→ **DATA**:

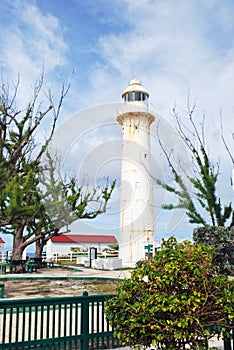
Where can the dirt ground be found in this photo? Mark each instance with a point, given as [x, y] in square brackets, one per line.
[48, 288]
[51, 288]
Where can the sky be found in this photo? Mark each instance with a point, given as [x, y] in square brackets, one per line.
[177, 49]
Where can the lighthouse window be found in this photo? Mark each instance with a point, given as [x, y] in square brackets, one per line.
[131, 96]
[137, 96]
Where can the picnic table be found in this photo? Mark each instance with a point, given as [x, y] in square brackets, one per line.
[18, 266]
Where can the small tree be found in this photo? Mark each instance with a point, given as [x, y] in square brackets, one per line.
[174, 300]
[196, 187]
[33, 205]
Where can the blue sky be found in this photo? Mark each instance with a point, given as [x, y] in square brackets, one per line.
[175, 47]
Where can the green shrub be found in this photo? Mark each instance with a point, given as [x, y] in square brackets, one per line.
[176, 299]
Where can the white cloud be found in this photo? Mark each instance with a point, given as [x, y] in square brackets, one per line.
[31, 40]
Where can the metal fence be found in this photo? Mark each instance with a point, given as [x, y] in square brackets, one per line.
[60, 323]
[56, 323]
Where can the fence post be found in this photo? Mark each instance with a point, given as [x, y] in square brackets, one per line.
[85, 321]
[1, 290]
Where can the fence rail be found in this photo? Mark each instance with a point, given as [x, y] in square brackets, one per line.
[56, 323]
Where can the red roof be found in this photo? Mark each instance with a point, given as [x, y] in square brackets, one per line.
[65, 238]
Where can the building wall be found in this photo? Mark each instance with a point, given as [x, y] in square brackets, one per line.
[65, 248]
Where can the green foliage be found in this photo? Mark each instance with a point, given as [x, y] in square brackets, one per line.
[176, 299]
[222, 240]
[195, 188]
[36, 201]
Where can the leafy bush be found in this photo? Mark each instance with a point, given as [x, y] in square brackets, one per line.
[222, 240]
[174, 300]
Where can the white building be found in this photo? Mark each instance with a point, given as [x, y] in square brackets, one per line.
[137, 212]
[62, 244]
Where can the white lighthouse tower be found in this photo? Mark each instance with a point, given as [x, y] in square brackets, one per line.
[136, 208]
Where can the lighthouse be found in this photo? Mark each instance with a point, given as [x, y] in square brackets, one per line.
[136, 239]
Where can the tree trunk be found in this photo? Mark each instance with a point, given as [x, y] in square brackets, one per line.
[39, 248]
[18, 243]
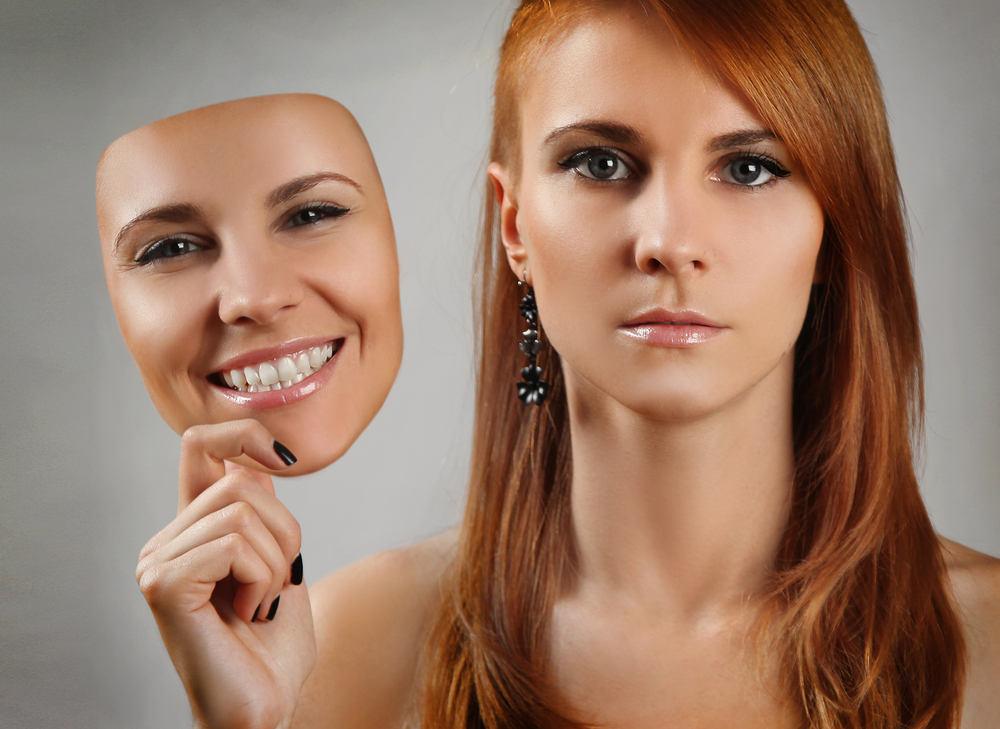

→ **DO THIS**: State how many lines in the listing above contain the string "lighthouse". Give only the number.

→ **THE RESPONSE**: 3